YOUR OBJECTIVE. Find every line below that contains the string "bounding" and copy each of those lines. Case counts.

DATA FOR THIS TASK.
START

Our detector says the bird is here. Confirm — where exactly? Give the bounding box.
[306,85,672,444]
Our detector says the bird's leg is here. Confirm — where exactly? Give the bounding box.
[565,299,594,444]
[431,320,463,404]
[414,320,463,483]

END

OUTPUT OF THE TASK.
Our detector says the bird is here. Confirm — where exactly? Give the bounding box.
Our detector says the bird's leg is here. Confirm — where exactly? Give the bounding box.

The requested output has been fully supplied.